Your objective: Could you print the part of the vertical farming article that starts at the words "The Process" and ends after "with shipping containers."?

Reading text:
☆ ☆ ☆ ☆ ☆ ☆ ☆
The Auburn University College of Agriculture is using vertical farming to provide certain produce for its students year-round. Auburn students are helping to grow food for Auburn students.

This unique way of farming doesn’t involve a field or a greenhouse but a shipping container. The same container used on tractor-trailer trucks uses LED lights to provide the necessary light energy for the crops to grow. There are no windows. Scientists also control the water and nutrient supply, so the plants receive just enough but not too much.

Quicker and More Sustainable

The result is a quicker and more sustainable way to grow produce.

“It’s really very cool,” Dr. Desmond Layne, Head and Professor of the Department of Horticulture. “It is possible to grow certain crops in the container faster than if they were grown outside. The way that you can enhance the growth inside is to increase the day-length. You can run the LED lights as long as you want to. We’re currently running them about 16 hours a day so that’s a couple of extra hours of grow time per day.

Photo submitted by Auburn University/Auburn University’s College of Agriculture, in partnership with Campus Dining, is using converted, high-tech shipping containers as self-contained vertical farms to grow produce for students.

“Plus, we’re supplementing the CO2. The CO2 outside is normally about 400 parts per million. We’re increasing it in there to about 1,000 parts per million, so the plants can do more photosynthesis. With a higher CO2 and longer day-length, the plants can grow more in a 24-hour cycle.”

The Process

For example, lettuce seed is sown in plugs in the container until it is about two weeks old. It is then transplanted to the vertical walls. After about another four weeks, mature lettuce plants are ready for harvest. Because it is a climate-controlled container, lettuce can be staggered in production and harvested year-round – no matter what the conditions are outside.

“If it’s a lettuce crop and you staggered it so you planted a quarter of the container this week and another quarter next week and so on, you could literally be harvesting 52 weeks of the year,” Layne said. “We want a continuous supply of produce going into our campus dining system. This system will enable us to do that.”

How It’s Done

Vertical farming can be implemented in one of two ways with shipping containers.

Shelves of produce can be stacked horizontally one on top of each other. With this arrangement, the array of lights is stationed above each growing shelf, and the shelves are stacked to the ceiling. Each individual shelf is illuminated with lights directly above it.

Or, the arrangement inside the container can essentially be flipped on its side, with the vertical growing walls hanging from the ceiling, comparable to gutters on the house that drain rainfall. Inside those gutters is a material to hold the plug of the transplant in place. The plant grows perpendicular to the wall of the container, growing out horizontally. In this arrangement, the light walls hang down from the ceiling as well and are pointed horizontally to the plant-growing walls. 

Layne estimates that approximately 4,000 plants can be produced in a container at a given time. Growers can produce 15 times as much lettuce in a year in one of these containers compared to growing in the same space outside.
☆ ☆ ☆ ☆ ☆ ☆ ☆
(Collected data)
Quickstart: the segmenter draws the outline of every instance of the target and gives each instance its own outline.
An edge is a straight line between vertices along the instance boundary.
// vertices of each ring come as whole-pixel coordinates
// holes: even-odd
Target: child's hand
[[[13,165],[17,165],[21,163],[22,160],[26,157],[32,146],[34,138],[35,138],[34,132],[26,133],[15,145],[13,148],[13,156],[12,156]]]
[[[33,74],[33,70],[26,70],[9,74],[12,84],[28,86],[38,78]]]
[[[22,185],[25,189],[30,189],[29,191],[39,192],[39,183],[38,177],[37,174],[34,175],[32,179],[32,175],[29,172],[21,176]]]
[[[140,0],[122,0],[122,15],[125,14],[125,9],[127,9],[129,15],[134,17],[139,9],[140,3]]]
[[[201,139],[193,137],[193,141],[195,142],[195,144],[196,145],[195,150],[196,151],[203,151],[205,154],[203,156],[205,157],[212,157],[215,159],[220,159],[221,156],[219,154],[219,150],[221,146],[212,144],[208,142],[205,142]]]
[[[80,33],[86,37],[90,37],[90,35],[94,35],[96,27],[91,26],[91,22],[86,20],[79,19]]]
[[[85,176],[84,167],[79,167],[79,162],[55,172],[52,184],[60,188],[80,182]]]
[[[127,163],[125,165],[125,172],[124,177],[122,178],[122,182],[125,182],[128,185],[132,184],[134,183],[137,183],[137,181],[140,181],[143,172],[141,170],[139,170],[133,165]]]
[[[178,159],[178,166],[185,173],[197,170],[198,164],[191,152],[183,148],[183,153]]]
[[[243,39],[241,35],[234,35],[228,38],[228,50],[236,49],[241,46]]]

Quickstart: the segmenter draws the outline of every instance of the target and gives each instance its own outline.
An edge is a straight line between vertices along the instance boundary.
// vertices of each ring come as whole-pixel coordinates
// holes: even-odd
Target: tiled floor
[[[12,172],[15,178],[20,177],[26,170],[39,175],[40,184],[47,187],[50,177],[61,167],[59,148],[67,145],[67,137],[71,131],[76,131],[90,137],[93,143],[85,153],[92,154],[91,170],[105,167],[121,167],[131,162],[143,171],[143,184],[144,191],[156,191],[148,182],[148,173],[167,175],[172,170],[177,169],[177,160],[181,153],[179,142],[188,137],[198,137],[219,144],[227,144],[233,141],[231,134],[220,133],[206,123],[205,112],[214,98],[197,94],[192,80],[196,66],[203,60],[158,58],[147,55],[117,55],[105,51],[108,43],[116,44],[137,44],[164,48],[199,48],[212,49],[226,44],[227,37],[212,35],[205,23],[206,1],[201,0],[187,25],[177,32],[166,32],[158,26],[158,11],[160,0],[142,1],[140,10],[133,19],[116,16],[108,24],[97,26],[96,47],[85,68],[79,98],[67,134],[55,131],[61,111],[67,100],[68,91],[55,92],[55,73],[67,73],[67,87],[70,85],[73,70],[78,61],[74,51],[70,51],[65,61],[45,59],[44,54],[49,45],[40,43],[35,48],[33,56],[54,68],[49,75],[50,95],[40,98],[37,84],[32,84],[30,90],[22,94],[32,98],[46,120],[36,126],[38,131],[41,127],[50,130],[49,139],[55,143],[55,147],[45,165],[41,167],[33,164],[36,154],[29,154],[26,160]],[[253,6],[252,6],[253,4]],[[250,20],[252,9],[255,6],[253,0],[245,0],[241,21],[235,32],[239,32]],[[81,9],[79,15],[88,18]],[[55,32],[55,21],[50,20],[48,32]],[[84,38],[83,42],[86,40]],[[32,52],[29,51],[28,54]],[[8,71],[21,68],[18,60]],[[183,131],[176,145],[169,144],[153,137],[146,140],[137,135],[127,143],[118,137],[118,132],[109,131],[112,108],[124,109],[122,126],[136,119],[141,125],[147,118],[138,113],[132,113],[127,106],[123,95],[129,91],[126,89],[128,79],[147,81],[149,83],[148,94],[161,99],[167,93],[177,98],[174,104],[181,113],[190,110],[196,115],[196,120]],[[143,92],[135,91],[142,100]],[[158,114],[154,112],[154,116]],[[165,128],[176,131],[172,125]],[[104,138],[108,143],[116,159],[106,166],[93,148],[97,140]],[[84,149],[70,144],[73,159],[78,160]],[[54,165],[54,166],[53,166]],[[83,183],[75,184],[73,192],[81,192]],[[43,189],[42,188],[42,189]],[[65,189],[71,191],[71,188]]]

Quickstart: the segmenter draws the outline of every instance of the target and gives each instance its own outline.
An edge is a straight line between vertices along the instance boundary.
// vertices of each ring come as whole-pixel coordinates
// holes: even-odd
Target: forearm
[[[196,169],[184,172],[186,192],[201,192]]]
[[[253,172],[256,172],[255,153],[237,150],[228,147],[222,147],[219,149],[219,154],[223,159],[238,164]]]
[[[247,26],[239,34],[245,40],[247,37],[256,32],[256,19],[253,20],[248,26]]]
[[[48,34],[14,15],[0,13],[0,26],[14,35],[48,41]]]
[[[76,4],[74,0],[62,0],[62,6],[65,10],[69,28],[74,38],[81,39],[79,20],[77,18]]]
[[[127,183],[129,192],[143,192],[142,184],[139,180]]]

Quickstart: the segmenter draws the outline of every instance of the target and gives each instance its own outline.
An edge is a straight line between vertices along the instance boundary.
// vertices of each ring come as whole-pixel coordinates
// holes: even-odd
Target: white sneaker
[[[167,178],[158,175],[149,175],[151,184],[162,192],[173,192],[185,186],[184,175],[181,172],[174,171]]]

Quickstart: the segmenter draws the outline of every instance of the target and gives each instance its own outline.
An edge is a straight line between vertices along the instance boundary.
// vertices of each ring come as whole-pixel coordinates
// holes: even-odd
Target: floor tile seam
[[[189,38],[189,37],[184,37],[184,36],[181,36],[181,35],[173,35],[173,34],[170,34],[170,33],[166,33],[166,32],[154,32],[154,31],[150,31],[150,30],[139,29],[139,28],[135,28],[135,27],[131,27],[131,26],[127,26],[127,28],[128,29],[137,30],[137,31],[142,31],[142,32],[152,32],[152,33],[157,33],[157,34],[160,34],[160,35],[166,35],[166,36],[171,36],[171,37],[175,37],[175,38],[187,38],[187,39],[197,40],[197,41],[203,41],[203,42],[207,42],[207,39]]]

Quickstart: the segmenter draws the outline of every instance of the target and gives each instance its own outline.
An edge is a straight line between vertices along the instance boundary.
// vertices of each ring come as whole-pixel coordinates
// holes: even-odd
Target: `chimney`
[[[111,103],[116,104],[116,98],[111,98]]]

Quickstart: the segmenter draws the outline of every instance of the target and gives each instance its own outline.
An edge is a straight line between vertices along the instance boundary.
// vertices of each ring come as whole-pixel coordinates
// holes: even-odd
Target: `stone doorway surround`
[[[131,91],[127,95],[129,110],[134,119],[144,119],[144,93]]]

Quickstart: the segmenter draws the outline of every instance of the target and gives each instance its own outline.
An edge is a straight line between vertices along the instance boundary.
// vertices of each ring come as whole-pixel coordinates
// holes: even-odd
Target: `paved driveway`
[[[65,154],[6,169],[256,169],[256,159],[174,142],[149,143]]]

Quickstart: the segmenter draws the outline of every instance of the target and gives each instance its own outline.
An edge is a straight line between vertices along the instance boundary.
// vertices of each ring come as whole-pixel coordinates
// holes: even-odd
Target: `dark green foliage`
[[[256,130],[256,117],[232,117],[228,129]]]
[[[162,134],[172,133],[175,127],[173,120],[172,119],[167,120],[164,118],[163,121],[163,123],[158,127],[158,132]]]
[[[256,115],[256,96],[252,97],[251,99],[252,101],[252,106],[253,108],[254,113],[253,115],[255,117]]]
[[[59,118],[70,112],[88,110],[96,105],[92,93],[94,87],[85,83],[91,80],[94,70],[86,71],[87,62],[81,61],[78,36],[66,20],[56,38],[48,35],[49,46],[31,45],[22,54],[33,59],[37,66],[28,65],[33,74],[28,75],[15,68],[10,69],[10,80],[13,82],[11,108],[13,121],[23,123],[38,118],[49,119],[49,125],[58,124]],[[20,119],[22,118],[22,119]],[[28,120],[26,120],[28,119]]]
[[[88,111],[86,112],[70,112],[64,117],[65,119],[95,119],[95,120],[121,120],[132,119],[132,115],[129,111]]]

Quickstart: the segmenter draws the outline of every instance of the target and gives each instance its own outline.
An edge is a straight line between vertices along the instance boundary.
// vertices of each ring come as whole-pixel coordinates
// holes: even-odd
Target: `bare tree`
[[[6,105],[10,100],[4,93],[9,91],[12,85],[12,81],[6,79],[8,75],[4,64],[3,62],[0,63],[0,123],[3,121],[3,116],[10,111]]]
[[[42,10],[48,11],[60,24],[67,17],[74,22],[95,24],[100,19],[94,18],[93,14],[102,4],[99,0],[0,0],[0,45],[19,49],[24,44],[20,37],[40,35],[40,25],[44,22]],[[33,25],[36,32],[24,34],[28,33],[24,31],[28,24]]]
☆ ☆ ☆ ☆ ☆ ☆ ☆
Solution to this problem:
The Process

For example, lettuce seed is sown in plugs in the container until it is about two weeks old. It is then transplanted to the vertical walls. After about another four weeks, mature lettuce plants are ready for harvest. Because it is a climate-controlled container, lettuce can be staggered in production and harvested year-round – no matter what the conditions are outside.

“If it’s a lettuce crop and you staggered it so you planted a quarter of the container this week and another quarter next week and so on, you could literally be harvesting 52 weeks of the year,” Layne said. “We want a continuous supply of produce going into our campus dining system. This system will enable us to do that.”

How It’s Done

Vertical farming can be implemented in one of two ways with shipping containers.